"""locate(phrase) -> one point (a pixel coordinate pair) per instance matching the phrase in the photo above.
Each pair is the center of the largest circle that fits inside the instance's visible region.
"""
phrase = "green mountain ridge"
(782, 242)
==*==
TASK GOAL:
Working from the material above, reproduce it in full and unchanged.

RESPONSE TO THIS TASK:
"""locate(phrase) -> one point (a pixel coordinate pair) per instance matching the phrase in the photo above.
Each pair is the center of the largest circle that fits inside the instance's visible region.
"""
phrase = "green mountain ridge"
(782, 242)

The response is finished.